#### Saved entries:
··········
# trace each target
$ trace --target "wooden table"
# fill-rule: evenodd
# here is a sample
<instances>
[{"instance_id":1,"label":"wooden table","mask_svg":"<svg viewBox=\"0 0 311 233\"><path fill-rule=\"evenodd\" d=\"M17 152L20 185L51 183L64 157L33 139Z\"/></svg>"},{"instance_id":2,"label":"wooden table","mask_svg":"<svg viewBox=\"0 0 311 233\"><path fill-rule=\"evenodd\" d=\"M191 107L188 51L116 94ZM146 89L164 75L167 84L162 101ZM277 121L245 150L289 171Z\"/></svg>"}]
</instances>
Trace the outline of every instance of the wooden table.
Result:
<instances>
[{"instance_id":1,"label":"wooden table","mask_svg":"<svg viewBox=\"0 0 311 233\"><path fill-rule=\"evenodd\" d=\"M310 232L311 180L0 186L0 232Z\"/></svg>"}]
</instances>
··········
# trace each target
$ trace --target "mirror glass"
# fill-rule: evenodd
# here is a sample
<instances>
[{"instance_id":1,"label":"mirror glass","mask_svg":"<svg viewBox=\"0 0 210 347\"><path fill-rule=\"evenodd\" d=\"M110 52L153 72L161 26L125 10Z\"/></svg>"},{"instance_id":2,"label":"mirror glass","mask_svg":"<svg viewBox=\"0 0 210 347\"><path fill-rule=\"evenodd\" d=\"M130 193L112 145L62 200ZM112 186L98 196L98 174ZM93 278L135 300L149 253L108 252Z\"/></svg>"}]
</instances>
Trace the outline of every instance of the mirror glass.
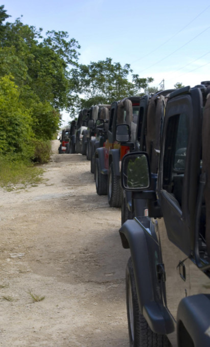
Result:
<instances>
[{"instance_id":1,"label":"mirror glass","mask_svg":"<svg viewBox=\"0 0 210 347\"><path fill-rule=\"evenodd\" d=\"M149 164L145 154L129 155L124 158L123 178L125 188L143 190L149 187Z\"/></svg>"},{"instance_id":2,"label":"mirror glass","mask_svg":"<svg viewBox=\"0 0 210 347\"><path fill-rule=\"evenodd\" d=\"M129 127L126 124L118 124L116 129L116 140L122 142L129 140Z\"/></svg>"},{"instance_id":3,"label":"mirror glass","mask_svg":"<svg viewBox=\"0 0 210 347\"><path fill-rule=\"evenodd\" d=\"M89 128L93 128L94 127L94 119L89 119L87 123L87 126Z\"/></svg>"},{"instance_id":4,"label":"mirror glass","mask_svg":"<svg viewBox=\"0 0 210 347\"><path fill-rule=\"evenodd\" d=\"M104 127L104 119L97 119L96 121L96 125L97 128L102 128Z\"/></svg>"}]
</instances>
··········
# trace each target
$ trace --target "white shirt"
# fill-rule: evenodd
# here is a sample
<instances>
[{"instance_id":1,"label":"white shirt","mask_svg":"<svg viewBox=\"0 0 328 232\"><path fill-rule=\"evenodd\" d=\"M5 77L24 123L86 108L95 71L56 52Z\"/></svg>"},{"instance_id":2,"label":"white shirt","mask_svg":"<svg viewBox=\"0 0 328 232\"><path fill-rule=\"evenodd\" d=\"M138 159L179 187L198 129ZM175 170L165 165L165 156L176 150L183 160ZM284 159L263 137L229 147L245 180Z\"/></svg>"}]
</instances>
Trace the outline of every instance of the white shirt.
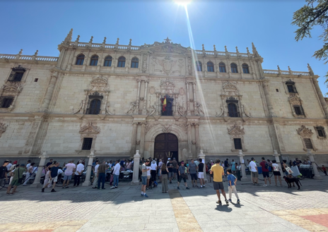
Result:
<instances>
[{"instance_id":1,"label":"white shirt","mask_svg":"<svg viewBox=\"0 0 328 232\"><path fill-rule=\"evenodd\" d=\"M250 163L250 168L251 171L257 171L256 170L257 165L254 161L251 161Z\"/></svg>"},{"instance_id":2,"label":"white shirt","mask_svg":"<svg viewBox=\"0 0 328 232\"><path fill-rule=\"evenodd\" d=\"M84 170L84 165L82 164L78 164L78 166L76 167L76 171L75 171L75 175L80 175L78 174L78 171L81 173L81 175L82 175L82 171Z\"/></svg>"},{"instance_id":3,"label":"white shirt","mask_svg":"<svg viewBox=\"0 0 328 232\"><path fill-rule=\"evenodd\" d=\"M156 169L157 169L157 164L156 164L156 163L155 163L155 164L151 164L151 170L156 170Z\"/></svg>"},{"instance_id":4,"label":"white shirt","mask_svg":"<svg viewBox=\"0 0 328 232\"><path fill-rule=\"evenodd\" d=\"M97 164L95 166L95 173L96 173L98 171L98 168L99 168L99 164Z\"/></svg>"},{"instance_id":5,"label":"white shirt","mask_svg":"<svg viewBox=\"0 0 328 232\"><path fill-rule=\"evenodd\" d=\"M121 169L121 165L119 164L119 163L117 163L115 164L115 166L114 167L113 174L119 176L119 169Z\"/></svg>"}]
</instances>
··········
Collect each line of the material above that contains the string "every". Match case exactly.

#### Result:
Trace the outline of every instance of the wooden table.
Trace the outline of every instance of the mirror glass.
Trace the outline of every instance of the white shirt.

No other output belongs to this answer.